_DIRECTION 1_
In the text on becoming a U.S. citizen, why does naturalization open up new opportunities for green card holders?

━━━━━━━━━━

Becoming a US Citizen Part 1: Determining a Permanent Resident’s Qualifications for U.S. Citizenship
Naturalization is a voluntary action in which one declares their allegiance to the United States, and is able to exercise their rights, responsibilities, and protections as an American citizen. Becoming a U.S. citizen through naturalization opens up new opportunities for lawful permanent residents (green card holders), and includes the privilege of acquiring a U.S. passport, gaining the right to vote in public elections, and protection from deportation.
The path from green card holder to American citizenship requires several steps and is initiated by filing the U.S. citizenship application USCIS form N-400, but first, one must establish eligibility. To become a U.S. citizen one must be at least 18 years old at the time of filing and must have continually resided in the U.S. for at least five years after the date of becoming a green card holder. Or, if filing as the spouse of a U.S. citizen and still living together in marital union, one must have lived in the U.S. for at least three years.
With regard to residency requirements, a green card holder is permitted to leave the U.S. during the years required for eligibility, however, if absent for more than 6 months on any one trip, this will result in disqualification. Additionally, the applicant cannot be absent from the United States for more than half the residency period required. The U.S. citizenship application does provide a worksheet for calculating the days absent from the United States and this must be documented completely and correctly. In addition, applicants must prove that they have lived for at least three months in the same state or district where they will apply for U.S. citizenship. The processing center and jurisdiction area for the application is determined by where the applicant currently lives. It is important to know that the processing times for the application will vary by location.
Finally, the demonstration of good moral character for the five years immediately preceding an application for citizenship, or for three years for a spouse of a U.S. citizen still living together in marital union with that spouse, is an essential requirement of the N-400 application. Good moral character is defined quite broadly under U.S. immigration laws. An applicant can be rejected for causes that include criminal convictions, failure to pay taxes or support children, and many other offenses. This requirement is to be taken very seriously.

━━━━━━━━━━

_DIRECTION 2_
Rewrite the records from the line containing "of the sandwich" through the end of the records, changing every "sighting tally" to "object count" and leaving everything else as it is.

━━━━━━━━━━

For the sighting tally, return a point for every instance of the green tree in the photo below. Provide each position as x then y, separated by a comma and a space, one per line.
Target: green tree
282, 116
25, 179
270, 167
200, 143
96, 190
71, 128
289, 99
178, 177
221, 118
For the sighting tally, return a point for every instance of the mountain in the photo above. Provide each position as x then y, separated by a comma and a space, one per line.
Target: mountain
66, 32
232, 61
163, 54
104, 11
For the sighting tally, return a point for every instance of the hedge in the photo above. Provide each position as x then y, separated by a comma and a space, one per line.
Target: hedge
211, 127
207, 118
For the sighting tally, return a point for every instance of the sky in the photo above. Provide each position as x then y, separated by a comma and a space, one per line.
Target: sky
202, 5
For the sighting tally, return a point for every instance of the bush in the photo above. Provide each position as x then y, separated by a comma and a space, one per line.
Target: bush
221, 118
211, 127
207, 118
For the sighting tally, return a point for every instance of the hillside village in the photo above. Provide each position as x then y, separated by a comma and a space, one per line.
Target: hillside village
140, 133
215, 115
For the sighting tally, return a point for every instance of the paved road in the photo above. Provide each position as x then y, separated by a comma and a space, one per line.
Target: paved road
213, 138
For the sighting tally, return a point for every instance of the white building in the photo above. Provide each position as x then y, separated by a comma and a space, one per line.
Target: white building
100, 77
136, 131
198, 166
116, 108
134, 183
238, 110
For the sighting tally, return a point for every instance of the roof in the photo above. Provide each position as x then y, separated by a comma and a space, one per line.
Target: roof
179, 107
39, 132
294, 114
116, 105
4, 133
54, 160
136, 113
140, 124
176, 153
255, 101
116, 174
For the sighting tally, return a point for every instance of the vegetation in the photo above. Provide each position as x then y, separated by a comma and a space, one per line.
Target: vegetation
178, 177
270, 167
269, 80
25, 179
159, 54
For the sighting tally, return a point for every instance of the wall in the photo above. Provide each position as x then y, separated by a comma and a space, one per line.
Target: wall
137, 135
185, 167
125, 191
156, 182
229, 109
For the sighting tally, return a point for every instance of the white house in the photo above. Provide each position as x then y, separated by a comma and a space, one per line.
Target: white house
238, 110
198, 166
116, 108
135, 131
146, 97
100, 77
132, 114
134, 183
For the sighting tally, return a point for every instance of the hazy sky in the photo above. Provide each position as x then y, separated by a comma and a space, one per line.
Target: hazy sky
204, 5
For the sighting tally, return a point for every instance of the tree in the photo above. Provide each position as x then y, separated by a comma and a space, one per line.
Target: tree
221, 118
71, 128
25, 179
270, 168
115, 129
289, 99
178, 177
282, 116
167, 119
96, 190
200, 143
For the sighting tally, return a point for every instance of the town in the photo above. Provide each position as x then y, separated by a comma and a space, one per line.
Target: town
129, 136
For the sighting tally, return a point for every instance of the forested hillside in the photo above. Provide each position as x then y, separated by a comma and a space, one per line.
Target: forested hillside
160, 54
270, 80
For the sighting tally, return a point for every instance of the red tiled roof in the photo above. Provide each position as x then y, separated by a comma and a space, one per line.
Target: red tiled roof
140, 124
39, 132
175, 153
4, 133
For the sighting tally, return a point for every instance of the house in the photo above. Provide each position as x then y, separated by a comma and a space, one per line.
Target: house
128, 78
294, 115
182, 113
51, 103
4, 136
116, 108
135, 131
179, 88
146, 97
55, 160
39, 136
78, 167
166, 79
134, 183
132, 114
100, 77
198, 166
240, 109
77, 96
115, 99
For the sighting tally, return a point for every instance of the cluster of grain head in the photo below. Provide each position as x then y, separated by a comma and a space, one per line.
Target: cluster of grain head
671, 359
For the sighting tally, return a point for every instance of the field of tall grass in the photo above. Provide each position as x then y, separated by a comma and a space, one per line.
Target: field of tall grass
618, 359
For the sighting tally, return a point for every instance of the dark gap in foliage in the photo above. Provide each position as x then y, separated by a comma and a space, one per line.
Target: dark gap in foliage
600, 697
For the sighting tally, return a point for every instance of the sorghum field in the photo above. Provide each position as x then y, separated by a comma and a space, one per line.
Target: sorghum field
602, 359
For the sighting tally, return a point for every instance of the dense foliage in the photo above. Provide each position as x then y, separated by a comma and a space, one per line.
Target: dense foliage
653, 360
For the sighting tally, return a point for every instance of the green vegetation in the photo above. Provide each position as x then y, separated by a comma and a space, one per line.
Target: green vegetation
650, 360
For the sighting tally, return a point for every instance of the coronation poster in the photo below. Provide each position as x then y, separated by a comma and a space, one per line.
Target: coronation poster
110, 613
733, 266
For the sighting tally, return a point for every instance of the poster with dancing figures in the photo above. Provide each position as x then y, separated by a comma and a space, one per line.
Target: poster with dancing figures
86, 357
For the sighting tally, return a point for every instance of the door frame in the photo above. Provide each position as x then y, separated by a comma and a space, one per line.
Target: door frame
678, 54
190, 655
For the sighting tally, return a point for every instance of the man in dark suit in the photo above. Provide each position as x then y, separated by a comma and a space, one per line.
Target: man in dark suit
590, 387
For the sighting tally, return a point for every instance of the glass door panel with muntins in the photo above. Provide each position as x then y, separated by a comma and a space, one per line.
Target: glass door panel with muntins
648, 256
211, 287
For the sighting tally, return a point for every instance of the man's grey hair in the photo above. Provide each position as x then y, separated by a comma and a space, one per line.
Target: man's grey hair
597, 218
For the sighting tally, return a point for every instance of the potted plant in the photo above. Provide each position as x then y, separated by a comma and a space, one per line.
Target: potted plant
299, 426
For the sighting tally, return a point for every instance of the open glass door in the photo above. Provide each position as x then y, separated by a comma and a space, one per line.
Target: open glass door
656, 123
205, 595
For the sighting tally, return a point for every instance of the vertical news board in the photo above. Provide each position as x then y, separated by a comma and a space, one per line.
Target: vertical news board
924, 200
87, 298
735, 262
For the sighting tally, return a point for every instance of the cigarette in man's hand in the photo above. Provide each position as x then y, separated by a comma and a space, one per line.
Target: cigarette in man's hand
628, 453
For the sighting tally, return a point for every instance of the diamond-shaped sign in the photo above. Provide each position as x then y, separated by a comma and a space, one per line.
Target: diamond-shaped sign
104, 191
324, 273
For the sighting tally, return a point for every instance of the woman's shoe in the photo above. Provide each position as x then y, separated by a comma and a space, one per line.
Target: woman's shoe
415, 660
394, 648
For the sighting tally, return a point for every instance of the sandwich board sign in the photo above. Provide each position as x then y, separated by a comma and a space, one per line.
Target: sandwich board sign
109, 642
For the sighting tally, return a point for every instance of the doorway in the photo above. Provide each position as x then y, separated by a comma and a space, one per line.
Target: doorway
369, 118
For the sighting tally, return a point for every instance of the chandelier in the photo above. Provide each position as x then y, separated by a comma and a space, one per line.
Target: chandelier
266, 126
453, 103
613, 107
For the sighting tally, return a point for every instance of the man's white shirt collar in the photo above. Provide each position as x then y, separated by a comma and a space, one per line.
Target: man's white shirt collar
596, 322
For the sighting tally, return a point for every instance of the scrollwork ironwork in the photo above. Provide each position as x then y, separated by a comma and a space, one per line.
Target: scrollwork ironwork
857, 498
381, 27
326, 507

━━━━━━━━━━

_WORKED SOLUTION 1_
Naturalization opens up new opportunities because it includes the privilege of acquiring a U.S. passport, the right to vote in public elections, and protection from deportation.

_WORKED SOLUTION 2_
For the object count, return a point for every instance of the sandwich board sign in the photo above. Provide each position as x then y, separated by a comma and a space, one per line.
Target: sandwich board sign
109, 642
For the object count, return a point for every instance of the doorway in the photo above. Provide each position as x then y, separated by a comma and a space, one per line.
Target: doorway
369, 118
For the object count, return a point for every instance of the chandelier in the photo above. Provide each position as x then y, separated by a comma and a space, one per line.
Target: chandelier
266, 126
453, 103
613, 107
For the object count, return a point for every instance of the man's white shirt collar in the photo above. Provide each position as x then y, separated by a comma and a space, one per line.
Target: man's white shirt collar
596, 322
For the object count, return a point for every instance of the scrollwork ironwork in the photo above. Provide each position as x then y, separated by a comma and a space, one per line.
Target: scrollwork ironwork
857, 498
381, 27
326, 507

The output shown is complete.